== Reading passage ==
------------------------------------------------------------------------

Dominick LOCASTRO, Plaintiff and Appellant, v. Philip Raymond COSTELLO, Defendant and Respondent.

Civ. 6490.

Decided: September 15, 1961

George B. Corn and Roger B. Thurrell, San Diego, for appellant. McInnis, Focht & Fitzgerald, San Diego, for respondent.

Plaintiff-appellant brought this action against defendant-respondent for claimed injuries caused by a collision between two cars at an intersection. Plaintiff was a guest sitting in the rear seat of the left-hand side of a car driven by one Andrew Van Pelt. About 4:30 p. m. on May 7, 1958, this car was proceeding northerly in the center lane on India Street, a three-lane one-way street. Defendant was driving his car west on F Street in the south lane of a three-lane one-way street. Both streets were 52 feet wide. There were red and green traffic control lights at the corner of the intersection. A collision between the cars occurred in the intersection, injuring plaintiff. A trial by jury resulted in a verdict for defendant. Plaintiff appealed.

The principal question presented is: Which vehicle entered the intersection in compliance with the traffic lights? Each party contends that the green light was in his favor as he approached and entered the intersection. Appellant contends the testimony of defendant in this respect was weak, false, inherently improbable, unsupported, uncorroborated, unsubstantial and insufficient to support the judgment for defendant. Citing Hall v. Osell, 102 Cal.App.2d 849, 228 P.2d 293; Herbert v. Lankershim, 9 Cal.2d 409, 71 P.2d 220; Gray v. Brinkerhoff, 41 Cal.2d 180, 258 P.2d 834.

Defendant argues that the evidence was in conflict and that under In re Estate of Bristol, 23 Cal.2d 221, 143 P.2d 689, the judgment should be affirmed because there is substantial evidence to sustain it. We will set forth the testimony bearing on that question.

Plaintiff testified that the car in which he was riding was traveling about 22 miles per hour northerly on India Street; that he was paying no attention to the signals and accordingly saw none and did not see defendant's car approaching until the time of impact; that he was injured and taken to the hospital.

------------------------------------------------------------------------

== Source data ==

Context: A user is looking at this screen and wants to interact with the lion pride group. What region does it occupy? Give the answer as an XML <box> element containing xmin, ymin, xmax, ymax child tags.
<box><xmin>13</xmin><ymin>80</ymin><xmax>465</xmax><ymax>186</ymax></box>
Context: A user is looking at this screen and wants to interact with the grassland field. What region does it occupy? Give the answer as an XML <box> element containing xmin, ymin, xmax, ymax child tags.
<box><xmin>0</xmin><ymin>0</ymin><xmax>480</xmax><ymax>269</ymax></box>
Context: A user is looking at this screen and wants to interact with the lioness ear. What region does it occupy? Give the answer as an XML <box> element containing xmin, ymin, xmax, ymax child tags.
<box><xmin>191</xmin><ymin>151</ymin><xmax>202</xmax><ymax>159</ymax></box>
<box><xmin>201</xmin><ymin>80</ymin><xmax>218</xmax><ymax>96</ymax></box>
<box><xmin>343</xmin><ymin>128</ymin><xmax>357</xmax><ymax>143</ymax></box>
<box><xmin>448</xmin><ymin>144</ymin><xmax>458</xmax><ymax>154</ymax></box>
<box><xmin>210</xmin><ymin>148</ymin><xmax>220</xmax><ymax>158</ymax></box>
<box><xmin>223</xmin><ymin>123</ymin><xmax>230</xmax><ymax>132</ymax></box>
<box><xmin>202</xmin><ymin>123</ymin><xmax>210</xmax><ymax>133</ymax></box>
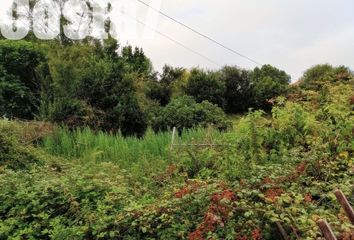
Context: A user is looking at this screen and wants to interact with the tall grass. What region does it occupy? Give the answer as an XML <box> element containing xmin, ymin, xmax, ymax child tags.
<box><xmin>42</xmin><ymin>128</ymin><xmax>220</xmax><ymax>172</ymax></box>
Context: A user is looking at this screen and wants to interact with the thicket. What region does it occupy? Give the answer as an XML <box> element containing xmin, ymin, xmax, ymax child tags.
<box><xmin>0</xmin><ymin>39</ymin><xmax>289</xmax><ymax>137</ymax></box>
<box><xmin>0</xmin><ymin>74</ymin><xmax>354</xmax><ymax>240</ymax></box>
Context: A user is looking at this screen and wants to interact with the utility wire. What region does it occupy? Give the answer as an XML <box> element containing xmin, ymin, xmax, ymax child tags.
<box><xmin>127</xmin><ymin>15</ymin><xmax>222</xmax><ymax>68</ymax></box>
<box><xmin>136</xmin><ymin>0</ymin><xmax>263</xmax><ymax>66</ymax></box>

------------------------------------------------------------------------

== Required actions ==
1) Answer from the Locastro v. Costello opinion:
(a) At what time and on what date did the collision happen?
(b) How wide were the two streets?
(c) How fast did the plaintiff testify the car he was riding in was going?
2) Continue the Locastro v. Costello opinion after its final sentence.
The rows come from a different source than the court opinion.

== Answers per task ==
1)
(a) About 4:30 p.m. on May 7, 1958.
(b) Both streets were 52 feet wide.
(c) About 22 miles per hour.

2)
Van Pelt testified he was driving the car in which plaintiff was riding north on India Street with two other men and they were going home from work; that when he was about one-half block away from the intersection he saw that the signal light at the northwest corner was green; that when his car was about two car-lengths from the intersection, he saw the signal lights at the northeast and southeast corners were still green; that his car was at the tail-end of a line of cars and that when about 30 feet from the intersection he saw defendant's car when it was about 30 feet from the intersection; that he looked again just before the impact in the intersection and at that time the light was green. He was presented with his testimony at a former trial wherein he stated that he noticed the green signal when he was about three-fourths of a block away from the intersection and continued to observe it while the car traveled about 30 feet; that he then took his eyes off of the signal and did not see it again. It will be noted that he there testified he could see the green light at the southeast corner but at the present trial he testified he could not possibly have seen that light because it was for the street signal for traffic on F Street and that he made a mistake and apologized for his error in his former testimony; that he subsequently examined the premises and so concluded. He said he must have been confused and his testimony at the first trial was ‘quite a mess.’

One Wayne Smith, who was in an office near the southeast corner of the intersection, testified that he heard the impact, looked out and saw a signal at the southeast corner which was shining red; that this signal was a two-pronged affair in which one of the lights faced east and another faced to the north. After confronting him with his former testimony, he said he was not absolutely sure what happened because things were a little vague and the event happened about one year prior thereto and accordingly he was not sure of the corner where he saw the light.

An officer testified that he found skid marks of the Costello car extending for a distance of 13 feet prior to the point of impact and about eight feet thereafter; that he saw no skid marks from the Van Pelt car prior to the collision but there were out-of-control sliding marks for about 25 feet after the collision and that the impact was in the south lane of westbound traffic on F Street. He testified that the defendant told him he was driving in the south lane of F Street, had the green light all the way and all of a sudden the Van Pelt car was in front of him; that he smelled defendant's breath, suspected he had been drinking, but noted in his book ‘ability to operate vehicle not impaired.’ Defendant admitted having had two drinks of beer earlier in the morning of that day.

One Carlo Daleo, riding in the front seat of the Van Pelt car, testified that he saw the green light three-fourths of the way up the block from the intersection of India and F Streets; that he last saw it when the Van Pelt car was one and one-half to two car-lengths away from the intersection and he then glanced away; that he saw no other cars coming on F Street; that when in the intersection he then saw this other car and then ‘boom’; and that he did not see the other car until it hit the car in which he was riding. He was presented with his former testimony. He there stated that he was about three-fourths of a block away when he first saw the green light, continued to watch it until the car moved about 30 feet and then he took his eyes off of the light.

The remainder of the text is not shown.